How much time do you spend with your doctor each time you see them?  Is it enough?  If they had more time to spend with you, how would you use it?  Would it be better?

I’m too tired and it’s too late tonight to discuss the myriad factors that erode the patient-physician relationship, and thus our medical system in general.  But time comes to mind often for me, and I wonder if patients are as frustrated about it as I am.

Where I work now, I pretty much have as much time as I want with people.  It’s a sweet gig.  I can ask them about their work, their families, their interests.  I have time to listen to the answers, and even connect those with my observations about their health.  The most interesting parts of my interviews are the social history.  What do they spend their days doing at work?  What problems do they solve, who do they interact with, and what brings them meaning at the place where they spend the majority of waking weekday hours?  Then what do they do for fun, what’s life like outside of work?  I get to know my patients as individual, whole people, which I love, and that makes me look forward to every day at work with joy.

> _Dataset excerpts_
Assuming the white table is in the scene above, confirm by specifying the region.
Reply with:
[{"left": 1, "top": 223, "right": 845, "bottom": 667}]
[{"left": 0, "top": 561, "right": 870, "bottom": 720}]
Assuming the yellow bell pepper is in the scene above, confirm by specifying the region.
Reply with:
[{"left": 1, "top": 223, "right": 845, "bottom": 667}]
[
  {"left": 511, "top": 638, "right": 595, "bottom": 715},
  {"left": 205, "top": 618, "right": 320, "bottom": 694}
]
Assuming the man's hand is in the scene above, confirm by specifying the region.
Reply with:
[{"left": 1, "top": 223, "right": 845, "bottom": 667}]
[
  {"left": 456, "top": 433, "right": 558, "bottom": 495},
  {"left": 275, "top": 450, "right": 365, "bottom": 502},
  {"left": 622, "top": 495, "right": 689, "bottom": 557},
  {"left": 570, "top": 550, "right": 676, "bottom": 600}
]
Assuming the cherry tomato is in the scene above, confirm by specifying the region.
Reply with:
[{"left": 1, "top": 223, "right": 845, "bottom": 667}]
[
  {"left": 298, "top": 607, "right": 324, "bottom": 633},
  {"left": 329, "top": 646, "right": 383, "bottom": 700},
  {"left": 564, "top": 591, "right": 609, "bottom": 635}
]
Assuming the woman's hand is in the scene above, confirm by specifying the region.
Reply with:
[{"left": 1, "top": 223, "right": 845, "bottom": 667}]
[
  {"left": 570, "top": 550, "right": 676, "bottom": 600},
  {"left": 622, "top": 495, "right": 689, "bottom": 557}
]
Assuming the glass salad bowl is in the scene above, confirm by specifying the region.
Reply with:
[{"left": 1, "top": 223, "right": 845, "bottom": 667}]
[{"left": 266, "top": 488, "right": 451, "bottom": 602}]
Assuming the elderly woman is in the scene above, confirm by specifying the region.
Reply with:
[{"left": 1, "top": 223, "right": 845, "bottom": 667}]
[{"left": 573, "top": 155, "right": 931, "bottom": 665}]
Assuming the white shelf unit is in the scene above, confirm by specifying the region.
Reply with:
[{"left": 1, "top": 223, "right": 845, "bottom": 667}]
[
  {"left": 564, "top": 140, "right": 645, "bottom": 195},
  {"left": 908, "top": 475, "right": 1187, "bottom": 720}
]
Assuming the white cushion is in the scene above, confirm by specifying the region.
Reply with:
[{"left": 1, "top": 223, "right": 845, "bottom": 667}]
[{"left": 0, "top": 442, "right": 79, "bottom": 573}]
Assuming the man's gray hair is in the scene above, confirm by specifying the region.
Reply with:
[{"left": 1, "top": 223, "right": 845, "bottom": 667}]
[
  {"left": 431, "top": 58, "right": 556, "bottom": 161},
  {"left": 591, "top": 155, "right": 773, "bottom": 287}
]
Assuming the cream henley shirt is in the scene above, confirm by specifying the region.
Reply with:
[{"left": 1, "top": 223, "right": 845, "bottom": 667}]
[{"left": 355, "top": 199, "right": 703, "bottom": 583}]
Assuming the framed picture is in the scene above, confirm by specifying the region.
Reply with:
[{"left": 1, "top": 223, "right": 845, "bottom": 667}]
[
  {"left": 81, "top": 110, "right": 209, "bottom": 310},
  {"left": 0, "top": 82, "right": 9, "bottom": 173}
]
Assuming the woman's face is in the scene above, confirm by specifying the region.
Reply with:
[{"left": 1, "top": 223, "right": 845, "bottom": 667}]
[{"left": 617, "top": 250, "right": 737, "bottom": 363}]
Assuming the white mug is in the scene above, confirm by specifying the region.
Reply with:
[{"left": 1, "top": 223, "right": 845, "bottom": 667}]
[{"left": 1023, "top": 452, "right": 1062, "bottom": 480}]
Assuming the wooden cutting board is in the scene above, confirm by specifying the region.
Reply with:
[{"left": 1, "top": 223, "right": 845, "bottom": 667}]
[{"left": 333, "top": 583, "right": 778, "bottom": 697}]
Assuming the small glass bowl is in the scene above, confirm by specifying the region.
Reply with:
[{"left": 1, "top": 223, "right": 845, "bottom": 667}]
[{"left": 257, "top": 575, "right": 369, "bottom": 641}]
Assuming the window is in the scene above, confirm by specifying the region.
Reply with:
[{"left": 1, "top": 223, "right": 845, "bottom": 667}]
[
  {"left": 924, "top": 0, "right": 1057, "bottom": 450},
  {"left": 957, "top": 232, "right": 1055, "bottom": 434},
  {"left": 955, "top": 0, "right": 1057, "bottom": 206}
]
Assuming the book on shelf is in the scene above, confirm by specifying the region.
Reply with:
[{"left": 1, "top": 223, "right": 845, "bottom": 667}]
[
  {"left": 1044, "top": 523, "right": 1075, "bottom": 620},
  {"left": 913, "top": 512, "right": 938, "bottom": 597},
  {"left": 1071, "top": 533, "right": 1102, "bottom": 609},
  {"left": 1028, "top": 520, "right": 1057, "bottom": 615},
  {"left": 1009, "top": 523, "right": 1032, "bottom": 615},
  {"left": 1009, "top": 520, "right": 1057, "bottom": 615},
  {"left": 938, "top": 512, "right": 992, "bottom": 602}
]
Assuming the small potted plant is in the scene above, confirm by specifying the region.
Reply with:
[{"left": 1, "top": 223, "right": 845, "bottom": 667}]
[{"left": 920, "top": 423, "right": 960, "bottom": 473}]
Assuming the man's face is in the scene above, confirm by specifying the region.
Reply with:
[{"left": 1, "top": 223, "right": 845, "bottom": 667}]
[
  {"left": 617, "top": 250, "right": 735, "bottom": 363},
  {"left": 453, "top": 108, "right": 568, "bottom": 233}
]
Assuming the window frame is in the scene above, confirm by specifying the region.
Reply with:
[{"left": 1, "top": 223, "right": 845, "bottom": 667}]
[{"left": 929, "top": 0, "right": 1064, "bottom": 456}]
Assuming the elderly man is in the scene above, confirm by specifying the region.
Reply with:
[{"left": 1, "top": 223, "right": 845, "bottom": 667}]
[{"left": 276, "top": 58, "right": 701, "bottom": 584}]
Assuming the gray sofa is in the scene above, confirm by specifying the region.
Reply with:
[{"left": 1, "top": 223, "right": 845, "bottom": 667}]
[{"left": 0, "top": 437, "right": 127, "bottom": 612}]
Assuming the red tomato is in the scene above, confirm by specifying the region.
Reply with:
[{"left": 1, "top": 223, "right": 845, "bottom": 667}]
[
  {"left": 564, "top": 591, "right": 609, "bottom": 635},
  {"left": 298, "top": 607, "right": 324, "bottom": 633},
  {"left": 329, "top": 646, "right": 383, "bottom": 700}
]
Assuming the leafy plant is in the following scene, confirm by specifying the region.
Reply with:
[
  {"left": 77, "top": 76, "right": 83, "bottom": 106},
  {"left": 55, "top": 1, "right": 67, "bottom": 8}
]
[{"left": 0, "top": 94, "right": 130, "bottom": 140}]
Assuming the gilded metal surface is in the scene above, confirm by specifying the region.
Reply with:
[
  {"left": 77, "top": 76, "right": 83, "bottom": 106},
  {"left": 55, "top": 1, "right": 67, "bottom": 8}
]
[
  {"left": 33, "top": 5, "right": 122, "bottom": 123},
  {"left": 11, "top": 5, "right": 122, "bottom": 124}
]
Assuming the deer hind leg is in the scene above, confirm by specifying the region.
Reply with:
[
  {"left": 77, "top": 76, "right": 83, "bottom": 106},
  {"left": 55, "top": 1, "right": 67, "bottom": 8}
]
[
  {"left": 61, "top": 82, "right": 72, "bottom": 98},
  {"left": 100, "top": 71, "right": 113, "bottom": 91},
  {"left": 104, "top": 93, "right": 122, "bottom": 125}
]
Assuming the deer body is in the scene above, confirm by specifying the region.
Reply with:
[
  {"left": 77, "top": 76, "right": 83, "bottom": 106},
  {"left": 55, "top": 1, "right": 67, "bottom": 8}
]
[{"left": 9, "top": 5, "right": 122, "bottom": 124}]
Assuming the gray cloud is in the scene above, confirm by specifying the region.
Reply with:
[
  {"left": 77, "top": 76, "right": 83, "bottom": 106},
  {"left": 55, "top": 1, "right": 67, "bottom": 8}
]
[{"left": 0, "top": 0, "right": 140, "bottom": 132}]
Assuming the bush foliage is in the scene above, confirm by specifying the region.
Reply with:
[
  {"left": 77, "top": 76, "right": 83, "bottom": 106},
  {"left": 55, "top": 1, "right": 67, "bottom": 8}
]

> _Tasks to complete_
#1 For each statement about the passage on time with doctors, answer yes or no and quote the words that decide it.
(a) The writer names the social history as the most interesting part of the interviews.
(b) At the current workplace, the writer has little time with patients.
(c) The writer discusses in detail the factors that erode the patient-physician relationship.
#2 In the passage on time with doctors, what makes the writer look forward to every day at work with joy?
#3 Pick up the passage on time with doctors after its last sentence and continue it.
The rows are not needed for any of this work.

> _Task responses_
#1
(a) Yes: "The most interesting parts of my interviews are the social history."
(b) No: "Where I work now, I pretty much have as much time as I want with people."
(c) No: "I’m too tired and it’s too late tonight to discuss the myriad factors that erode the patient-physician relationship"

#2 Getting to know patients as individual, whole people.

#3
But time is not just good for me, for my professional fulfillment.   It’s good for patients, too.  When I spend time asking the important questions, putting together pieces of a person’s symptom puzzle, and do a directed exam, I’m more likely to come to a correct diagnosis and make an appropriate and specific care plan.  When I take the time to explain my rationale, decision process, and possible outcomes and follow up, my patients are more likely to feel seen, heard, and reassured.  They are more likely to stick with the plan and contact me if things change.  The next time they need help, they are more likely to call me and we have another chance to know each other better.

When the physician-patient relationship flourishes, we’re all healthier.

I love this article on The Health Care Blog, which essentially validates the time I take to talk to my patients.  My favorite line:  “More information about the value of a physician-patient encounter will always be found in the content of their communication than in what they ultimately do. The difference in… physicians’ behaviors will not be found in any database, electronic medical record, or machine-learning algorithm. I have yet to see data on the contextual information from a history of the present illness in any data set or quality improvement initiative.”

You may also be interested in this article, describing the origin of the 15 minute clinic visit, and why it really doesn’t make sense.

What do you think about physicians and patients advocating together to change this aspect of our flawed medical system? I know it’s complicated, requiring a hard look at our billing and compensation processes, as well as our productivity-driven, fee-for-service medical culture.  I still think it’s worth pursuing.  There is no substitute for time.  We must protect and defend it; our health depends on it.